*** Excerpted text Section Begins ***

Nero seems to have mourned her little; standing over her corpse and remarking upon the good and bad points of her physique. Unhinged behaviour. Another example of Nero’s idiosyncratic type of evil took place very soon after the killing of his mother. Suetonius tells us:

Having disposed of his mother, Nero proceeded to murder his aunt Domitia. He found her confined to bed with severe constipation. The old lady stroked his downy beard affectionately—he was already full-grown—murmuring, ‘Whenever you celebrate your coming of age and present me with this, I shall die happy’. Nero turned to his courtiers and said laughingly, ‘In that case I must shave at once’—which he did. Then he ordered the doctors to give her a laxative of fatal strength, seized her property before she was quite dead, and avoided all legal complications by tearing up the will.

Once Agrippina had been disposed of, there were few remaining checks or balances to Nero’s perversion and delinquency. One such force for moderation had been Nero’s erstwhile tutor and world-famous philosopher, Seneca. A man whom Nero had loved beyond all others in his youth, a man Nero had sworn would never suffer at his hand. Yet after a foiled coup plot against Nero, Seneca had been implicated in an extremely tangential manner, and was duly forced to take his own life.

Nero’s second wife, Poppaea Sabina, while heavily pregnant, was foolish enough to question Nero about the hours he kept at the circus, to which Nero kicked her to death. Peak Nero.

Nero was now entirely unfettered. Few monarchs or tyrants throughout all of recorded human history have enjoyed the levels of absolute power that Nero now wielded. He used that near limitless authority for completely selfish and narcissistic purposes.

The sexual degeneracy of Nero after Poppaea was gone seems to have had very few limits. Completely random street abductions and rapes were a favourite of his, along with the most extreme and violent cosplay you could imagine. He found an extraordinarily pretty male youth called Sporus who was said to be the spitting image of Poppaea; so he had him castrated and then married the boy, treating him in all ways as though he were an empress.

*** Excerpted text Section Ends ***
*** Recorded information Section Begins ***

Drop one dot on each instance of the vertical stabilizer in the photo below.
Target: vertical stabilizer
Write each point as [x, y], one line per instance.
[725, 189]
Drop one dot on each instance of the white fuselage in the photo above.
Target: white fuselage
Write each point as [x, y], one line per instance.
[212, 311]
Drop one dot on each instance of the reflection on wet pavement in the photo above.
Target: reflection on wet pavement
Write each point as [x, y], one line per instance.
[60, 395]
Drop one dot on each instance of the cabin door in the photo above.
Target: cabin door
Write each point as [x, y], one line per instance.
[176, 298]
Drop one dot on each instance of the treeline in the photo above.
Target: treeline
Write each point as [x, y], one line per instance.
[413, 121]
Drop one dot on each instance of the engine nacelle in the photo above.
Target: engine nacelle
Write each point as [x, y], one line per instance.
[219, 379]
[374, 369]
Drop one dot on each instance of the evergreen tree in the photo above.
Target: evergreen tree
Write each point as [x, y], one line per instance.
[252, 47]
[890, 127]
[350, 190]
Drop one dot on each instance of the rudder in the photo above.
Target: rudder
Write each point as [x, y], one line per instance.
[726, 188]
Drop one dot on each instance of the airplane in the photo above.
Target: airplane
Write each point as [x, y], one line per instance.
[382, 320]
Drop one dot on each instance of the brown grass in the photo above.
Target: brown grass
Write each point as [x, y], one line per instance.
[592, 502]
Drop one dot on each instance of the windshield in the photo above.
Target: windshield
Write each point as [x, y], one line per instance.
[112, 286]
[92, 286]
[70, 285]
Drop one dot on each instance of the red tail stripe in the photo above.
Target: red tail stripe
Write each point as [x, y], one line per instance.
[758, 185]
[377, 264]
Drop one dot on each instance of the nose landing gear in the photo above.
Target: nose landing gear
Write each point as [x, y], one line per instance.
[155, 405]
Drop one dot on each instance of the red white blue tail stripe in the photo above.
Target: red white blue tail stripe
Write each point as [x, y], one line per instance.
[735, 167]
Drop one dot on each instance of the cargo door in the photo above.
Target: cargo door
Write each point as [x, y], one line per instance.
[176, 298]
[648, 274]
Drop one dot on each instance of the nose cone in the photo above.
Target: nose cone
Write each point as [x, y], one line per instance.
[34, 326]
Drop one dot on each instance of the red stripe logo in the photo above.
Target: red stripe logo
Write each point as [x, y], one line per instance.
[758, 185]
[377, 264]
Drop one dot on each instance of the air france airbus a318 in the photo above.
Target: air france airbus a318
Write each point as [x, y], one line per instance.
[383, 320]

*** Recorded information Section Ends ***

_Questions to answer_.
(a) Could you repeat the passage about Nero starting with "Having disposed of" and going on through "up the will.", changing "laxative" to "purgative"?
(b) How would the passage about Nero continue after its last sentence? Write the next part.
The rows have no connection to the passage about Nero.

_Results of the exercise_.
(a)
Having disposed of his mother, Nero proceeded to murder his aunt Domitia. He found her confined to bed with severe constipation. The old lady stroked his downy beard affectionately—he was already full-grown—murmuring, ‘Whenever you celebrate your coming of age and present me with this, I shall die happy’. Nero turned to his courtiers and said laughingly, ‘In that case I must shave at once’—which he did. Then he ordered the doctors to give her a purgative of fatal strength, seized her property before she was quite dead, and avoided all legal complications by tearing up the will.

(b)
Equally as scandalous as all these crimes—and to some even more egregious—was Nero’s penchant for public singing and acting and chariot racing. All three of these things were activities which were considered far, far beneath the dignity of a patrician, let alone an emperor. The sort of thing only prostitutes and worthless vagabonds would lower themselves to. Yet Nero insisted. He insisted on singing in public, on stage, and insisted that his skill as a singer was second to none. He would even enter competitions to prove it. Sickening conduct.

Roughly four years before Nero’s deposition and suicide, the Great Fire of Rome ripped through the eternal city during the summer of 64 AD. The ancient sources disagree on exactly who was to blame for the blaze, and it simply isn’t known if it was a bonafide accident—fires in Rome were not uncommon—or whether it was set on purpose. Some say Nero wanted portions of the city cleared so he could extend his personal gardens and estates, others say it was the Christians getting revenge for their bloody persecutions, yet others say it was Nero’s party that just used Christians as a scapegoat after the fact. Either way, plenty of Christians were immolated as a reprisal.

One of the extravagances which Nero commissioned and had erected in the wake of the Great Fire was a colossal bronze statue in his own image. If anything could stand as a testament to Nero’s crimes and follies, it is this colossus. It speaks of a type of mania, a type of megalomania from which there could be no return. A loss of perspective so total that any attempt to curb or reform it would be sure to fail. Nero, although probably not clinically insane, had certainly lost the plot. By the end he was divorced from reality in nearly every metric in which it could be measured. Posterity almost delights in the memory of Nero as a paragon of how not to behave. He is the example par excellence of what can happen if a single, fallible person is allowed absolute power.